* SHORT EXERCISE 1 *
Can you collect every line of the rows below that contains the word "wheel"? Case counts.

* QUOTED PASSAGE *
>> Start
The AWS region of the AWS Glue database for this federated provider must match the AWS region for your Splunk Cloud Platform deployment.
You cannot set this field on your own.
AWS Glue database
Enter the name of the AWS Glue database that contains the AWS Glue tables listed in AWS Glue tables. AWS Glue database names can contain only lowercase letters, numbers, underscores, and hyphens.
The AWS Glue database setting has the following restrictions:
- The AWS Glue database specified by AWS Glue database must contain all of the AWS Glue tables listed in AWS Glue tables.
- The AWS Glue database must have the same AWS region as your Splunk Cloud Platform deployment.
- A federated provider definition can have only 1 AWS Glue database name.
Check the Tables page in the AWS Glue console to see the Database assignments for individual AWS Glue tables.
Do not provide an AWS Glue database value if all of your AWS Glue tables will be Splunk-managed.
AWS Glue tables
Enter 1 or more customer-created AWS Glue tables that you want to associate with this federated provider. Separate AWS Glue table names with commas. AWS Glue table names can contain only lowercase letters, numbers, underscores, and hyphens.
All AWS Glue tables listed in AWS Glue tables must have these elements:
- Belong to the AWS Glue database specified by AWS Glue database.
- Reference an Amazon S3 location path listed in Amazon S3 locations.
To get AWS Glue table names, check the Tables page in the AWS Glue console. AWS Glue table names appear in the Names column.
For more information about creating AWS Glue tables, see Create an AWS Glue table.
Do not provide AWS Glue tables values if all of your AWS Glue tables will be Splunk-managed.
>> End
* SHORT EXERCISE 2 *
Could you reproduce the whole AWS Glue settings passage above, word for word?

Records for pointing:
>> Start
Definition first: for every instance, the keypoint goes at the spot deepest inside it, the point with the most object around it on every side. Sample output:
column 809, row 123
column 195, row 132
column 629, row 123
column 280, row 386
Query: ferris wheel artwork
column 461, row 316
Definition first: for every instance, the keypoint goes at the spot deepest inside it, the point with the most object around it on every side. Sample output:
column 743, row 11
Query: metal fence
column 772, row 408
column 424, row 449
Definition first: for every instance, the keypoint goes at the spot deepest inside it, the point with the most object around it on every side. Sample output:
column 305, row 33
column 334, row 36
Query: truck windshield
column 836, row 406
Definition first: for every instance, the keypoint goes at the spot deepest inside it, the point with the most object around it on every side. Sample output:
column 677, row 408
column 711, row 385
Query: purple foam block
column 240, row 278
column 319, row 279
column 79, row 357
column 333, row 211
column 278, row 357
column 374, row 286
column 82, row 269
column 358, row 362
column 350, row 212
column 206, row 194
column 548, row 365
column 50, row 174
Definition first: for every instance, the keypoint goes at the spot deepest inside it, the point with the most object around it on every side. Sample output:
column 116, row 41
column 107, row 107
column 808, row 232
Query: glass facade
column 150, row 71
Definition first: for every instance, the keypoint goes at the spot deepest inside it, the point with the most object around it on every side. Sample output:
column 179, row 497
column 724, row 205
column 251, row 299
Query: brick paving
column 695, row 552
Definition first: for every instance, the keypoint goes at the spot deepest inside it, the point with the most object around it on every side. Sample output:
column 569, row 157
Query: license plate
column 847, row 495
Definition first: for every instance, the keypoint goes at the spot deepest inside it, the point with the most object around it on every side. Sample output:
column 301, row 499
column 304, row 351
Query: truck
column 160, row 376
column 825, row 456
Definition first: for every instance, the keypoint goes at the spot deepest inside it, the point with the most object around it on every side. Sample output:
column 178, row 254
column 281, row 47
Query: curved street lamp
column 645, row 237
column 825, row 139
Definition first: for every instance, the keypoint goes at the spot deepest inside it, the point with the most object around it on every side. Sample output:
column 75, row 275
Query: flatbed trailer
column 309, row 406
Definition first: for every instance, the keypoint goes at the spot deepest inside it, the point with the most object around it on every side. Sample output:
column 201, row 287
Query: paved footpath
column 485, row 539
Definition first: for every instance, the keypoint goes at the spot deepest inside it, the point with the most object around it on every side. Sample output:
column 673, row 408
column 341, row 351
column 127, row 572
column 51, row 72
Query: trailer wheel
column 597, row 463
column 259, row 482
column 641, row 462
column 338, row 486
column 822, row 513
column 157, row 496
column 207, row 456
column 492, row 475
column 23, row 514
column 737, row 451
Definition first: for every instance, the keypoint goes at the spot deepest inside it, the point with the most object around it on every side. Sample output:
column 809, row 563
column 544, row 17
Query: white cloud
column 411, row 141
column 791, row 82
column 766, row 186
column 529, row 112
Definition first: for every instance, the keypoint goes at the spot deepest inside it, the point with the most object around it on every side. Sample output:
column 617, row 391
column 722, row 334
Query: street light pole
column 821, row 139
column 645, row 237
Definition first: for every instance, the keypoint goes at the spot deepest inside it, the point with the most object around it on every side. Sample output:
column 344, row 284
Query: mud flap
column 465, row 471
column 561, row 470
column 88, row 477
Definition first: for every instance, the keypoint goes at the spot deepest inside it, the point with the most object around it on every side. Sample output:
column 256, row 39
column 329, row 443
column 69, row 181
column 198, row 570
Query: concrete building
>> End
* COMPLETE ANSWER 1 *
Query: ferris wheel artwork
Query: trailer wheel

* COMPLETE ANSWER 2 *
The AWS region of the AWS Glue database for this federated provider must match the AWS region for your Splunk Cloud Platform deployment.
You cannot set this field on your own.
AWS Glue database
Enter the name of the AWS Glue database that contains the AWS Glue tables listed in AWS Glue tables. AWS Glue database names can contain only lowercase letters, numbers, underscores, and hyphens.
The AWS Glue database setting has the following restrictions:
- The AWS Glue database specified by AWS Glue database must contain all of the AWS Glue tables listed in AWS Glue tables.
- The AWS Glue database must have the same AWS region as your Splunk Cloud Platform deployment.
- A federated provider definition can have only 1 AWS Glue database name.
Check the Tables page in the AWS Glue console to see the Database assignments for individual AWS Glue tables.
Do not provide an AWS Glue database value if all of your AWS Glue tables will be Splunk-managed.
AWS Glue tables
Enter 1 or more customer-created AWS Glue tables that you want to associate with this federated provider. Separate AWS Glue table names with commas. AWS Glue table names can contain only lowercase letters, numbers, underscores, and hyphens.
All AWS Glue tables listed in AWS Glue tables must have these elements:
- Belong to the AWS Glue database specified by AWS Glue database.
- Reference an Amazon S3 location path listed in Amazon S3 locations.
To get AWS Glue table names, check the Tables page in the AWS Glue console. AWS Glue table names appear in the Names column.
For more information about creating AWS Glue tables, see Create an AWS Glue table.
Do not provide AWS Glue tables values if all of your AWS Glue tables will be Splunk-managed.